## Dataset content
--------------------------------------------------

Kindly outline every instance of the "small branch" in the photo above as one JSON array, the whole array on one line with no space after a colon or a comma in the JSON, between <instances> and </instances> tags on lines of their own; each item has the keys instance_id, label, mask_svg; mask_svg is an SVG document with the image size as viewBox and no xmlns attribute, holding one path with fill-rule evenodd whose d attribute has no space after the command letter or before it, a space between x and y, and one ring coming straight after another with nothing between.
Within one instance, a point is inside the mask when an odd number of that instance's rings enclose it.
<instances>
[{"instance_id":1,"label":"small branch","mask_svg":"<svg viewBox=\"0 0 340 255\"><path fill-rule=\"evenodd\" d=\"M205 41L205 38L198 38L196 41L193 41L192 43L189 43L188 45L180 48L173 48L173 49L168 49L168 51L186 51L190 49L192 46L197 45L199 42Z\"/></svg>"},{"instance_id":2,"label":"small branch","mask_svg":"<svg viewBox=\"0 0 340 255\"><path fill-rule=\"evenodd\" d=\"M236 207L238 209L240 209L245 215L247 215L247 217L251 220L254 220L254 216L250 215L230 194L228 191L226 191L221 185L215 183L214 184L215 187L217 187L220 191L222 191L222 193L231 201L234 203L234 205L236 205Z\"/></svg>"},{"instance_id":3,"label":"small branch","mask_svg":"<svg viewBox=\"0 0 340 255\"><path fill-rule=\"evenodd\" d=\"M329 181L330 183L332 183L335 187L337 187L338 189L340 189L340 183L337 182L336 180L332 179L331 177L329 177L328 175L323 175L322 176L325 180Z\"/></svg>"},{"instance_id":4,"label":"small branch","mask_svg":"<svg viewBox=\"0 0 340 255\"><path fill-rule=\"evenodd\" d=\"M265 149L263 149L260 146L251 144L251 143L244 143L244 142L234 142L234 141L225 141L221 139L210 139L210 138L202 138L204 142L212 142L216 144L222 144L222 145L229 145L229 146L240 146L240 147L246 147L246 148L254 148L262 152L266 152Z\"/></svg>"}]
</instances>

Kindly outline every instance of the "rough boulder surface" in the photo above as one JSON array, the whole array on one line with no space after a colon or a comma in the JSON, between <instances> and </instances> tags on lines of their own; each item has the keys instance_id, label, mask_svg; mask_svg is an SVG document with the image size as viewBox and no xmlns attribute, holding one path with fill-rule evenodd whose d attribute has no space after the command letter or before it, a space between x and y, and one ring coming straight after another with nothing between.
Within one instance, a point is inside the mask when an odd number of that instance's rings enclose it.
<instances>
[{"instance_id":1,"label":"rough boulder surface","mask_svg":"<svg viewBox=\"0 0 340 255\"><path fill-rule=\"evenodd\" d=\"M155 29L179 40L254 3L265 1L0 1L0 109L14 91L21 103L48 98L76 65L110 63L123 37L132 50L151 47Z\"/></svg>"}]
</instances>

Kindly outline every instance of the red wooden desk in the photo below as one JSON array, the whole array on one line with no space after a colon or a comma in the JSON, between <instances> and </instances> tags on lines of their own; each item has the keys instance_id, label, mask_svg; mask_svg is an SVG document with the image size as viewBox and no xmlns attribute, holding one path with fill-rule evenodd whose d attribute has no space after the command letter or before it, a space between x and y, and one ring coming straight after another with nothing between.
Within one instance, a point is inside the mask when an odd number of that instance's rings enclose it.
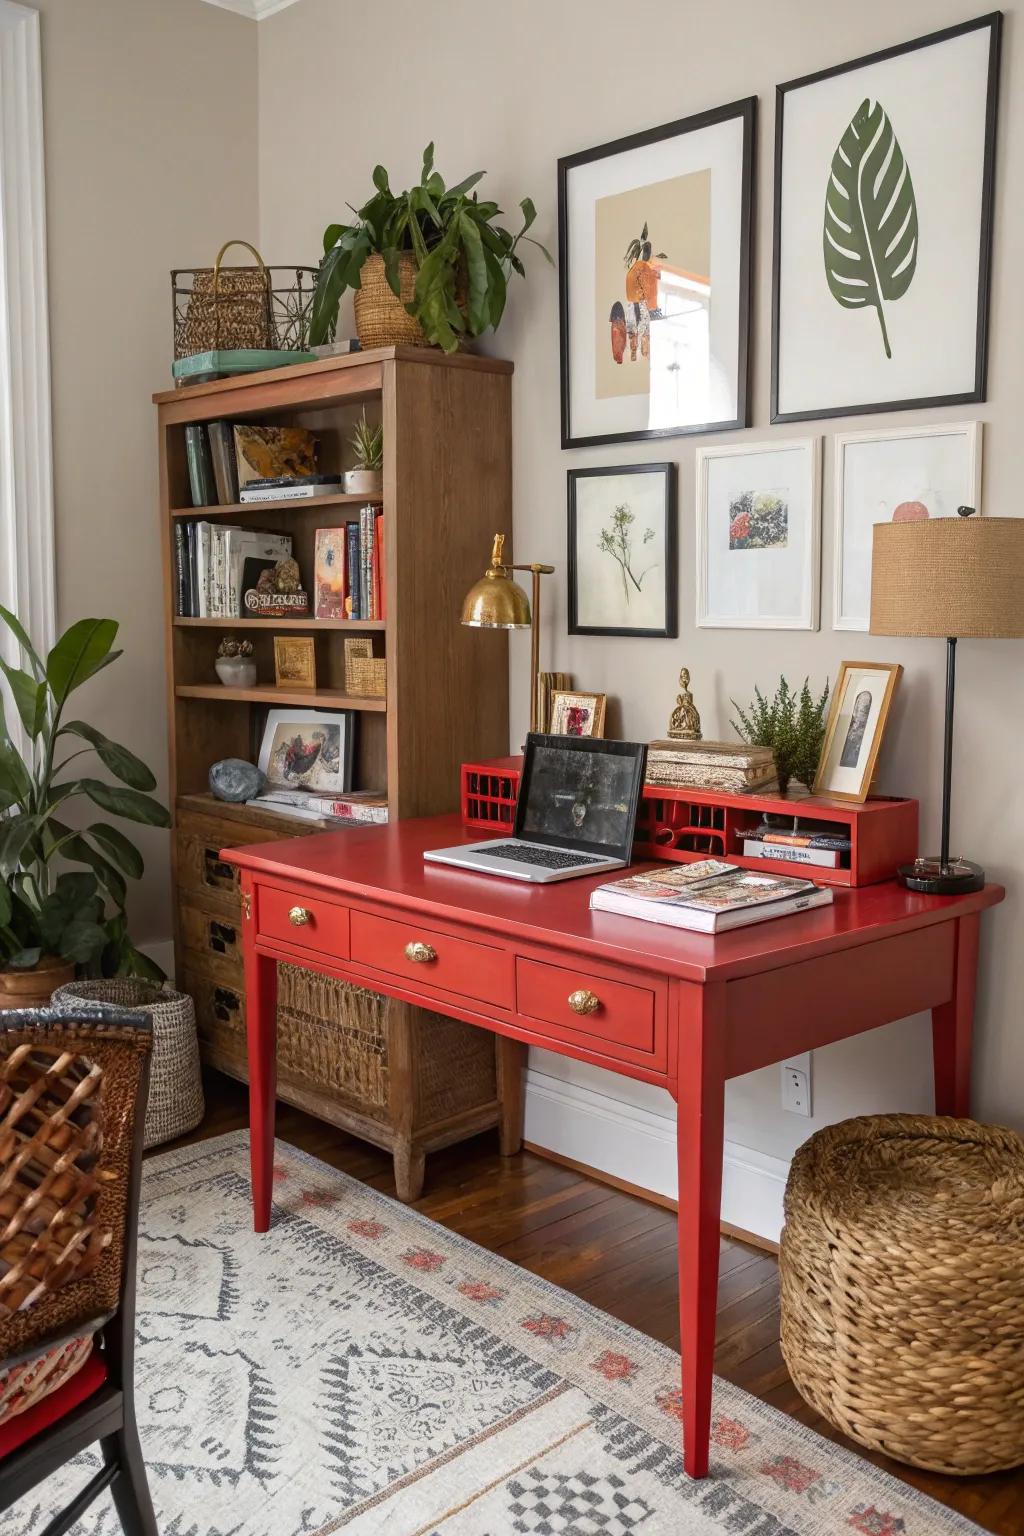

--------------------------------------------------

## What you have to do
Retype the entries exactly, skipping every picture.

## Completed exercise
Kindly outline every instance of the "small branch" in the photo above as one JSON array, the whole array on one line with no space after a colon or a comma in the JSON, between <instances> and </instances> tags on lines of their own; each item has the keys instance_id, label, mask_svg; mask_svg is an SVG document with the image size as viewBox and no xmlns attribute, holding one path with fill-rule evenodd whose d attribute has no space after the command letter or before it, a space between x and y, and one ring coming straight after another with nothing between.
Within one instance, a point is inside the mask when an odd number of that instance's rings enclose it.
<instances>
[{"instance_id":1,"label":"small branch","mask_svg":"<svg viewBox=\"0 0 340 255\"><path fill-rule=\"evenodd\" d=\"M205 41L205 38L198 38L196 41L193 41L192 43L189 43L188 45L180 48L173 48L173 49L168 49L168 51L186 51L190 49L192 46L197 45L199 42Z\"/></svg>"},{"instance_id":2,"label":"small branch","mask_svg":"<svg viewBox=\"0 0 340 255\"><path fill-rule=\"evenodd\" d=\"M236 207L238 209L240 209L245 215L247 215L247 217L251 220L254 220L254 216L250 215L230 194L228 191L226 191L221 185L215 183L214 184L215 187L217 187L220 191L222 191L222 193L231 201L234 203L234 205L236 205Z\"/></svg>"},{"instance_id":3,"label":"small branch","mask_svg":"<svg viewBox=\"0 0 340 255\"><path fill-rule=\"evenodd\" d=\"M329 181L330 183L332 183L335 187L337 187L338 189L340 189L340 183L337 182L336 180L332 179L331 177L329 177L328 175L323 175L322 176L325 180Z\"/></svg>"},{"instance_id":4,"label":"small branch","mask_svg":"<svg viewBox=\"0 0 340 255\"><path fill-rule=\"evenodd\" d=\"M265 149L263 149L260 146L251 144L251 143L244 143L244 142L234 142L234 141L225 141L221 139L210 139L210 138L202 138L204 142L212 142L216 144L222 144L222 145L229 145L229 146L240 146L240 147L246 147L246 148L254 148L262 152L266 152Z\"/></svg>"}]
</instances>

Kindly outline every instance of the "rough boulder surface" in the photo above as one JSON array, the whole array on one line with no space after a colon or a comma in the JSON, between <instances> and </instances> tags on lines of their own; each item has the keys instance_id, label, mask_svg; mask_svg is an SVG document with the image size as viewBox and no xmlns attribute, holding one path with fill-rule evenodd whose d attribute has no space after the command letter or before it, a space between x and y, and one ring coming straight after another with nothing between.
Within one instance, a point is inside the mask when an odd number of that instance's rings enclose it.
<instances>
[{"instance_id":1,"label":"rough boulder surface","mask_svg":"<svg viewBox=\"0 0 340 255\"><path fill-rule=\"evenodd\" d=\"M155 29L179 40L254 3L265 1L0 1L0 109L14 91L21 103L48 98L76 65L110 63L123 37L132 50L151 47Z\"/></svg>"}]
</instances>

Kindly outline every instance of the red wooden desk in the photo below as one JSON array, the whole array on one line with no space after a colon or a comma in the JSON, between <instances> and </instances> tags on lines of their own; each item has the keys instance_id, label, mask_svg; mask_svg is an SVG document with the image size as viewBox and no xmlns attribute, holding one path with fill-rule evenodd whose d attribute has no space after the command letter or before it, a space between x and y, and one ring coming straight after another with nothing between.
Within one instance, a point is inside the mask when an odd number of that instance's rings enclose it.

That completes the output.